*Objective*
Shift every coordinate in the answers of the records below by adding 25 to each number. Then write out all the records again with the requests unchanged.

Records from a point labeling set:
════════
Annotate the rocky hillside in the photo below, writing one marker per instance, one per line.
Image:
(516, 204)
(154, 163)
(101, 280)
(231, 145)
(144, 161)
════════
*Completed task*
Annotate the rocky hillside in the photo below, writing one marker per instance, one per line.
Image:
(541, 229)
(179, 188)
(126, 305)
(256, 170)
(169, 186)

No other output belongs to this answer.